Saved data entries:
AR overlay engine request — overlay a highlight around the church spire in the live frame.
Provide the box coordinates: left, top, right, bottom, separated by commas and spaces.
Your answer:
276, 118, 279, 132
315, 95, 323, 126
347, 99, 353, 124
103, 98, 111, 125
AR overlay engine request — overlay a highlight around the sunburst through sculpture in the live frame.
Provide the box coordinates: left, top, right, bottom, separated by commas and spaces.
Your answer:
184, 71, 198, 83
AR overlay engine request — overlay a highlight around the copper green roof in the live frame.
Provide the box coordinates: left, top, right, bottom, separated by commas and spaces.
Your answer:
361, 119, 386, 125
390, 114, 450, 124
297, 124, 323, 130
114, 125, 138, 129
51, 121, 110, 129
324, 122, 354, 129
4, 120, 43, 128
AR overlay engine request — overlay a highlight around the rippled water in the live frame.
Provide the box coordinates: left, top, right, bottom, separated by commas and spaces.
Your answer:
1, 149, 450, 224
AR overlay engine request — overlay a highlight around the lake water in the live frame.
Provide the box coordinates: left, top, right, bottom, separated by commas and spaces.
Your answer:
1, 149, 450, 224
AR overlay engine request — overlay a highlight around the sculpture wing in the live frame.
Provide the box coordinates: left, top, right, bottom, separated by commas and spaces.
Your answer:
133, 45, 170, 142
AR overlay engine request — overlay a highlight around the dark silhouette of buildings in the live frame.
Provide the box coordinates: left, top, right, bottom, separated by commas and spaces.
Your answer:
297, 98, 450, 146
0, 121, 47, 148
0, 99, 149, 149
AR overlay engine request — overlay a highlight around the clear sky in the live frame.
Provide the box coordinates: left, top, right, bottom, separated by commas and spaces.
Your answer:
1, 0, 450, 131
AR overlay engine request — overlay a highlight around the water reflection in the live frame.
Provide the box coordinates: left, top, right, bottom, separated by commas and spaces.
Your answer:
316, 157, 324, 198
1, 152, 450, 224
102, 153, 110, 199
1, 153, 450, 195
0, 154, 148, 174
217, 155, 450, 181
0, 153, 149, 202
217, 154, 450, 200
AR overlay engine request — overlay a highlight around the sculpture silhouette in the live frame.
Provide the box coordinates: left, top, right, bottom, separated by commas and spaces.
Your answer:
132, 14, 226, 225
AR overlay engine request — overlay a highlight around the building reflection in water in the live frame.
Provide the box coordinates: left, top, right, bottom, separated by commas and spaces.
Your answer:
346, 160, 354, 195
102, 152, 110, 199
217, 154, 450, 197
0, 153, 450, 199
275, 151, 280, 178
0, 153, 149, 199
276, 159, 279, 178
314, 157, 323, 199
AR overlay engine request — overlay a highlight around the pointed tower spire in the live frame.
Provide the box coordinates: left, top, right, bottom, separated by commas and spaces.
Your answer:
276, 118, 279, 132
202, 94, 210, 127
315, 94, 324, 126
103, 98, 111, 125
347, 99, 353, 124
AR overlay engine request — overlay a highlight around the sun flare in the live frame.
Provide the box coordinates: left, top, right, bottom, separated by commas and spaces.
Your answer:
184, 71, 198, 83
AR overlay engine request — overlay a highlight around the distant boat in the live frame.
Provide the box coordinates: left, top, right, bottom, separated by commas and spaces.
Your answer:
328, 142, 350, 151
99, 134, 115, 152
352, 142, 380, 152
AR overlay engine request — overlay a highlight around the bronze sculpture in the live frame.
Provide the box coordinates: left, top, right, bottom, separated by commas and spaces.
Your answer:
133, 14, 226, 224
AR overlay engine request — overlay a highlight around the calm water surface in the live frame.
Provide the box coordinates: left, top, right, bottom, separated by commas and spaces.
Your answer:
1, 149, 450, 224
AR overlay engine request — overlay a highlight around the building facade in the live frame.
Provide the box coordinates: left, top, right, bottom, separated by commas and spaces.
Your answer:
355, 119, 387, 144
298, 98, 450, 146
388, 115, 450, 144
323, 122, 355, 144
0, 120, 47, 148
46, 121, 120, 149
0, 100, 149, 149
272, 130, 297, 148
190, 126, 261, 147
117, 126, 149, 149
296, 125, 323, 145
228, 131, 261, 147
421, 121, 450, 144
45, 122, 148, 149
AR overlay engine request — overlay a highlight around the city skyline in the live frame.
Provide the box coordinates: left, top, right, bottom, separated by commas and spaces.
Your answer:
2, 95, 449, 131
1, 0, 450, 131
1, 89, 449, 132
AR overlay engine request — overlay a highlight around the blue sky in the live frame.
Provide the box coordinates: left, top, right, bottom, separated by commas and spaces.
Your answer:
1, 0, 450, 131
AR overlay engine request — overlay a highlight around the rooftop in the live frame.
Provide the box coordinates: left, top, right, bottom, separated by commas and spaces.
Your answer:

Exercise description: If a line in the records above has the word "silhouette", copy it out.

Written solution:
AR overlay engine request — overlay a highlight around the dark silhouette of buildings in the live frame.
AR overlay engine request — overlay a highlight around the sculpture silhouette in the live frame.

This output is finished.